This week I wanted to share this article written by Jonny Bowden about: How to really protect your Heart. We propose getting to the root cause of your high cholesterol and not just taking a statin to make cholesterol blood values look good or too good in some cases.
Whenever celebrities die of heart-related issues—George Michael, Carrie Fisher, and Alan Thicke being recent examples—it raises our collective awareness about heart disease, the No. 1 cause of death in the United States. And while awareness is always a good thing, it’s even better when accompanied by action. Unfortunately, mainstream medicine’s prescription for action—lowering cholesterol—is way past its expiration date.
“Trying to lower heart disease by lowering cholesterol is like trying to lower calories by taking the lettuce off your whopper.” About half the people admitted to hospitals for coronary artery disease have perfectly normal cholesterol. Tim Russert, the popular moderator of Meet the Press, died of a massive heart attack on a treadmill, with his cholesterol perfectly under control. His LDL was 68 and his total cholesterol was a 105—figures that would make any conventional doctor very happy. But if I had those numbers, I’d be seriously scared.
Here’s the problem with low cholesterol.
Low cholesterol is associated with a baker’s dozen of bad health outcomes, including increased risk for cancer, stroke, and (counterintuitively) heart disease itself. It’s even been linked to an increased risk of suicide. Many people don’t realize that cholesterol is a vitally important molecule for the brain, for the immune system, and for the creation of sex hormones and vitamin D.

▸ Entries provided:
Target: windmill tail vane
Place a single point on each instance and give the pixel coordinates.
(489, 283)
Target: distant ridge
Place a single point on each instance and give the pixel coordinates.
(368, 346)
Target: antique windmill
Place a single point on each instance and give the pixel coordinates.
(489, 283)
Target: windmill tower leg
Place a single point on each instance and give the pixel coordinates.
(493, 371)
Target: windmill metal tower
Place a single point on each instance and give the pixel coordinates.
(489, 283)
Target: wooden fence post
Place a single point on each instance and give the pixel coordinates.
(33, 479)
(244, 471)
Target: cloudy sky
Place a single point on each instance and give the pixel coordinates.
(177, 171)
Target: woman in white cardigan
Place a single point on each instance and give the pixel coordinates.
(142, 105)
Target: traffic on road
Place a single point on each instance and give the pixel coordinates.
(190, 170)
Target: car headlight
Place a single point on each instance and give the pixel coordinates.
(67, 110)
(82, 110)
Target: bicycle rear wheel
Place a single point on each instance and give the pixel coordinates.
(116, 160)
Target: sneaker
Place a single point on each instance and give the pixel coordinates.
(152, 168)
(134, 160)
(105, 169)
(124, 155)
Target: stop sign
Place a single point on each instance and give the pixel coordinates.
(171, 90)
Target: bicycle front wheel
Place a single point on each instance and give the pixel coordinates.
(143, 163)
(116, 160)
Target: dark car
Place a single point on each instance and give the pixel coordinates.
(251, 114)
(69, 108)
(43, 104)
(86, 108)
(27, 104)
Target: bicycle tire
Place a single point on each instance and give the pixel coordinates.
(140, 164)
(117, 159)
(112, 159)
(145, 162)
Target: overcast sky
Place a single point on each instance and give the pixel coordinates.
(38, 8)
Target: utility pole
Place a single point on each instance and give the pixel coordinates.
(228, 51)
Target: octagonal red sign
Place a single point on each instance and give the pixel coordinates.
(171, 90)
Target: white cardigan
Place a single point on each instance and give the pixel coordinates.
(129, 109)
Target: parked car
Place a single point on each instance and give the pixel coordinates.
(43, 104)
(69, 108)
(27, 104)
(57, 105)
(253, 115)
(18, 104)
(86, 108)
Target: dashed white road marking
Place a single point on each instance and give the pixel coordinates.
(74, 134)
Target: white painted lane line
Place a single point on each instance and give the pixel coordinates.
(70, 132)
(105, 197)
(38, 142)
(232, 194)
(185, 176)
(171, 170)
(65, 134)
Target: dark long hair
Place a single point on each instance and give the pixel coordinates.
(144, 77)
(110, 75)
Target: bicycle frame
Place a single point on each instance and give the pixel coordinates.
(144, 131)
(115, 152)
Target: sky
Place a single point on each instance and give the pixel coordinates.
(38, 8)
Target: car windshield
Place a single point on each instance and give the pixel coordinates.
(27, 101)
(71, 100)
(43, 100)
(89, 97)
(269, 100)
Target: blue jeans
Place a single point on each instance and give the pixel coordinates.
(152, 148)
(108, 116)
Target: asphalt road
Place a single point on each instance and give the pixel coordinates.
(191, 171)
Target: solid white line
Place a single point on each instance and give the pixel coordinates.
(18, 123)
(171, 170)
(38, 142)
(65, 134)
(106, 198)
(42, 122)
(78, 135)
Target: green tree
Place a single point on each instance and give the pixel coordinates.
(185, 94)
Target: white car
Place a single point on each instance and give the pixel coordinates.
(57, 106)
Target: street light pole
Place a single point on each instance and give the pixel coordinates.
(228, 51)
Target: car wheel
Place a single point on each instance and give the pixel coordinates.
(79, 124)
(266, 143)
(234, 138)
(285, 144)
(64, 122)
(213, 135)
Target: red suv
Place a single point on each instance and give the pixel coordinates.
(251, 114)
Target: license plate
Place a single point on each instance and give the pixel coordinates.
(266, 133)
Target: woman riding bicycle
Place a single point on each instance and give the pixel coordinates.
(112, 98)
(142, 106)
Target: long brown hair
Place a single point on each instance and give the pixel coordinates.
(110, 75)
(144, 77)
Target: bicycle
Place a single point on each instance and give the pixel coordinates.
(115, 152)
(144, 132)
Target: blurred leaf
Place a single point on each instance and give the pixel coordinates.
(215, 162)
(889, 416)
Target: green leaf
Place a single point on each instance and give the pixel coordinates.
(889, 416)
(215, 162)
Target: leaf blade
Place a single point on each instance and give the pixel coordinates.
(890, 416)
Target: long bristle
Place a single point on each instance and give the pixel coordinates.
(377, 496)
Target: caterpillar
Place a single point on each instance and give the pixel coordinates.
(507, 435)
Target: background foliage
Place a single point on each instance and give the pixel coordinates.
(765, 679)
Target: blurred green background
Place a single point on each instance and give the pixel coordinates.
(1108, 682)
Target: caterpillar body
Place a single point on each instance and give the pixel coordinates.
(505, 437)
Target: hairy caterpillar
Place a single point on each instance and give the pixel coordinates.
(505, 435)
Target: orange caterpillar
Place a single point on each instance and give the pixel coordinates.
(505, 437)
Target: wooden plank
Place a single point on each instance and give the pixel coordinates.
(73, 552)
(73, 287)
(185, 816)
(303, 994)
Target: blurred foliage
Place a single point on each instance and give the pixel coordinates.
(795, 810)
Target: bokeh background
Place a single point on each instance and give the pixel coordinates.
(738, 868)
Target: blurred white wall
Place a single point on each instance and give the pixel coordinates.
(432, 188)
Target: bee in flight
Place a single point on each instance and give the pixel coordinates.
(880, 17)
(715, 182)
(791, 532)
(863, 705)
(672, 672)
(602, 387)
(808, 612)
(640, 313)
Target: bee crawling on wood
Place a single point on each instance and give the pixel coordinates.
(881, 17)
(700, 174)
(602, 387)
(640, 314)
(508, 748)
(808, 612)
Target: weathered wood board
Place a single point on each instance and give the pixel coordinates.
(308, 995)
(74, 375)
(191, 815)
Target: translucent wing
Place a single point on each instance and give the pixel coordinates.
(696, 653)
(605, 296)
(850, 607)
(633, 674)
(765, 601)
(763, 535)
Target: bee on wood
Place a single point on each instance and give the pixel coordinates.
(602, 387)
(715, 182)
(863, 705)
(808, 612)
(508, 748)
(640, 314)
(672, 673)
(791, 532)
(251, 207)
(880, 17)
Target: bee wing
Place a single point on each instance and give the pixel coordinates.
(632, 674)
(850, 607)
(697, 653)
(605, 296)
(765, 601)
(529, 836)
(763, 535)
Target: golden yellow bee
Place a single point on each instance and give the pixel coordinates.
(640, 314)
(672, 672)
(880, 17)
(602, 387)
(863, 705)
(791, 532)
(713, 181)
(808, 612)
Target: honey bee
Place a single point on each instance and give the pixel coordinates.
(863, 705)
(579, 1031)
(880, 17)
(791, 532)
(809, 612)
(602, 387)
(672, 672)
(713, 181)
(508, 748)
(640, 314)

▸ Task details: Reproduce the full article on cholesterol and heart disease from above, word for word.

▸ Task solution:
This week I wanted to share this article written by Jonny Bowden about: How to really protect your Heart. We propose getting to the root cause of your high cholesterol and not just taking a statin to make cholesterol blood values look good or too good in some cases.
Whenever celebrities die of heart-related issues—George Michael, Carrie Fisher, and Alan Thicke being recent examples—it raises our collective awareness about heart disease, the No. 1 cause of death in the United States. And while awareness is always a good thing, it’s even better when accompanied by action. Unfortunately, mainstream medicine’s prescription for action—lowering cholesterol—is way past its expiration date.
“Trying to lower heart disease by lowering cholesterol is like trying to lower calories by taking the lettuce off your whopper.” About half the people admitted to hospitals for coronary artery disease have perfectly normal cholesterol. Tim Russert, the popular moderator of Meet the Press, died of a massive heart attack on a treadmill, with his cholesterol perfectly under control. His LDL was 68 and his total cholesterol was a 105—figures that would make any conventional doctor very happy. But if I had those numbers, I’d be seriously scared.
Here’s the problem with low cholesterol.
Low cholesterol is associated with a baker’s dozen of bad health outcomes, including increased risk for cancer, stroke, and (counterintuitively) heart disease itself. It’s even been linked to an increased risk of suicide. Many people don’t realize that cholesterol is a vitally important molecule for the brain, for the immune system, and for the creation of sex hormones and vitamin D.